Nothing in the records should differ when you write them out again.

= = =

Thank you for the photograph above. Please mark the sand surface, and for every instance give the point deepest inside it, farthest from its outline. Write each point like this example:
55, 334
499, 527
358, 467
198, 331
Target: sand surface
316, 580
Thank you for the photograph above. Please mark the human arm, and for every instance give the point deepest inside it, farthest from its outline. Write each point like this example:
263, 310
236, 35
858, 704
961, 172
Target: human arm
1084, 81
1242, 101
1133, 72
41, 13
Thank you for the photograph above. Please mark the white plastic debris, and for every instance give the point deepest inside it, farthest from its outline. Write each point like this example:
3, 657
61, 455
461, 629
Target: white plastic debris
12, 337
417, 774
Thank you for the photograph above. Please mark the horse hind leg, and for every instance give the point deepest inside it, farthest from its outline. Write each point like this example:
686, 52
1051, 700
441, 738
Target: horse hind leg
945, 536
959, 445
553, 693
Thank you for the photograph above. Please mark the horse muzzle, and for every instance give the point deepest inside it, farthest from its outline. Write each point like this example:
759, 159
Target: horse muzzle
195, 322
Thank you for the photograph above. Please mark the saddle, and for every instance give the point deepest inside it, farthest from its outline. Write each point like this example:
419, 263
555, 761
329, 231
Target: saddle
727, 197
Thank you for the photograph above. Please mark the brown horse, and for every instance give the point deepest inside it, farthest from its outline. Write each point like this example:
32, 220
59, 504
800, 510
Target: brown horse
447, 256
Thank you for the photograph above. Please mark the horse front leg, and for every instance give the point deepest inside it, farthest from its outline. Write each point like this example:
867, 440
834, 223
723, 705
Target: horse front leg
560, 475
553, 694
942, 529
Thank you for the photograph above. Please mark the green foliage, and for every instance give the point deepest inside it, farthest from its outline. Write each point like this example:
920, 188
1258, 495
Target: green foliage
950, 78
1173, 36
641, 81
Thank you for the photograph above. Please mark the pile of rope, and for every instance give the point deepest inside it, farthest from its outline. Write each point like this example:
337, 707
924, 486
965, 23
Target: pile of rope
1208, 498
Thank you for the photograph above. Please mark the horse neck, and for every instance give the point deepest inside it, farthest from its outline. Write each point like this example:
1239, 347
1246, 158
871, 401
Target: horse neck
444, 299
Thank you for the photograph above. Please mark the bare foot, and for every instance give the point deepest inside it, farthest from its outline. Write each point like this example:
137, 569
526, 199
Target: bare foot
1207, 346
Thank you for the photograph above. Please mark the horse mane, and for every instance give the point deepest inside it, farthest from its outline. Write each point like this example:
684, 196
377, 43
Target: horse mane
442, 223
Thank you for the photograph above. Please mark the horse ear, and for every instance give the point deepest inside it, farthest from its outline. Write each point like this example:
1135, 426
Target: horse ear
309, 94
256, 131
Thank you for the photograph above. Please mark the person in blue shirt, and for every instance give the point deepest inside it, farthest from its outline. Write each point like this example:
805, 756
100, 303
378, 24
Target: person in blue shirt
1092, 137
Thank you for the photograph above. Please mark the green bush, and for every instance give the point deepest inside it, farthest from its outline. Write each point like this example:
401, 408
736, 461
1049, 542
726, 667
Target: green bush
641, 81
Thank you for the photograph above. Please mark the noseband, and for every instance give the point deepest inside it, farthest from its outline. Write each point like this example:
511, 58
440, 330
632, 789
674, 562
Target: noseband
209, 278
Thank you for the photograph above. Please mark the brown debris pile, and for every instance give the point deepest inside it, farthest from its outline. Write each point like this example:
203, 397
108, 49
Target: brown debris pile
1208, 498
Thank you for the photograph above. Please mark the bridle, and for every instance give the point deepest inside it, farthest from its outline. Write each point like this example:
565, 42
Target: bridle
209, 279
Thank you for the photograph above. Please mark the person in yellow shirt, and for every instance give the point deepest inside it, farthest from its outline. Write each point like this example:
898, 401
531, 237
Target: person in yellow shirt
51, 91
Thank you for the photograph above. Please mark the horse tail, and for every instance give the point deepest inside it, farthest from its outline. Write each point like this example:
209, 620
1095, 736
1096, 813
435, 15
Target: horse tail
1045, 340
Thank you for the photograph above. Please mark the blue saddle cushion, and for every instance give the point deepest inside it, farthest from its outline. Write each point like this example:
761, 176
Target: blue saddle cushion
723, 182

= = =

#### [Worked solution]
Thank you for the photograph above. Please mark the sand surface, and for every instance give the point deepest inside it, farthest from its outline. Write each point like this example:
55, 334
499, 527
358, 467
198, 331
Target: sand surface
316, 580
Thank you for the photograph above. Please mark the human arm, and for every instance give the point deepest inside it, farthest from its outline. Write each point like this example:
263, 310
236, 35
858, 704
961, 172
Target: human arm
1084, 81
1242, 101
1133, 72
41, 13
Thank you for the photograph above. Please mark the white plastic debris, and for every instance give the point deepest inside it, farthest from its outline. Write each point like this example:
3, 657
61, 455
461, 629
Target: white plastic debris
12, 337
417, 774
Thank you for the photograph above. Please mark the horse hind leg, and for every instance give the point deepest inside it, farthest from its outline. Write each point like this example:
686, 52
1051, 700
441, 738
Target: horse hind leg
945, 536
959, 445
553, 693
Thank you for the photograph above. Please mark the horse muzzle, and for every instance give the point deepest inside it, farthest from its outline. Write each point like this example:
759, 159
Target: horse muzzle
195, 322
Thank you for the photograph above. Please mark the saddle, and for every instance give the point deepest inside it, farthest from its outline. Write each point like this example:
419, 263
555, 761
329, 231
Target: saddle
727, 197
Thank you for the photograph above. Please mark the brown horse, and for every instance give the point deepest inside it, farthest from its outline. Write each point like this example:
32, 220
59, 504
800, 510
Target: brown horse
447, 256
Thank you for the photograph above. Please mark the horse front leg, and for every instance give the point deepest inside it, farthest from its outline. Write each point like this example:
867, 440
834, 223
723, 705
Target: horse front leg
560, 475
553, 694
942, 529
Thank you for the photograph above. Please mark the green foliage, and for every instance give the point deepest inside it, farthest from its outline. Write each point like this example:
920, 188
1258, 495
Target: green foliage
950, 78
1173, 36
641, 81
Thank you for the photograph above. Please mark the pile of rope, and for every instance give the point deepest inside it, farthest from its outline. Write each point like this example:
337, 707
924, 486
965, 23
Target: pile of rope
1208, 498
Thank you for the photograph above. Please mark the horse neck, and for every instance give the point deepest inside it, farthest from its outline. Write each point like this example:
1239, 347
1246, 158
871, 401
Target: horse neck
444, 299
Thank you for the photograph above. Please mark the bare foot, and for every instance give the point deepest inside it, farthest from its outline. Write each point like this example:
137, 569
526, 199
Target: bare foot
1207, 346
Thank you for the photograph above. Please mark the horse mane, and for every instance give the point deepest inside it, farthest from its outline. Write each point like this example:
684, 196
377, 43
Target: horse mane
442, 223
Thank you for the photograph above. Please mark the horse ear, and for every instance give the point deepest inside it, farthest from its outline. Write each point like this example:
1135, 426
Target: horse ear
309, 94
256, 131
Thank you for the photograph above. Please mark the person in blue shirt, and for every instance give the point deepest inside it, farthest from its outline. Write each point like this example:
805, 756
100, 303
378, 24
Target: person in blue shirt
1092, 137
Thank you for the photograph above. Please mark the green bush, and for every instance give the point deepest inside it, farthest from its outline. Write each point like this example:
401, 408
736, 461
1049, 542
726, 667
Target: green bush
641, 81
Thank you for the photograph above. Please mark the noseband, and for every instance give the point deepest inside it, farthest from its outline. Write each point like this example:
511, 58
440, 330
632, 789
674, 562
Target: noseband
209, 278
Thank you for the photograph above. Please mark the brown debris pile, and for every instance give the point deepest inside it, farthest from its outline. Write each point like this example:
203, 397
108, 49
Target: brown debris pile
1208, 498
Thank you for the photograph above. Please mark the bridle, and for every instance give the point deepest inside it, farthest from its outline. Write each point like this example:
565, 42
Target: bridle
209, 279
Thank you for the photograph above. Please mark the person in yellow shirt, and for every instance give the point deepest inside it, farthest from its outline. Write each point like this example:
898, 401
531, 237
Target: person in yellow shirt
51, 91
Thank you for the photograph above. Please mark the horse tail, and for every instance give the point deepest inside it, farthest from its outline. Write each point like this example:
209, 620
1095, 736
1096, 813
435, 15
Target: horse tail
1045, 340
Thank you for the photograph above. Please mark the blue saddle cushion, and for every instance give the point deepest inside it, farthest from its outline. Write each point like this example:
761, 176
Target: blue saddle cushion
723, 182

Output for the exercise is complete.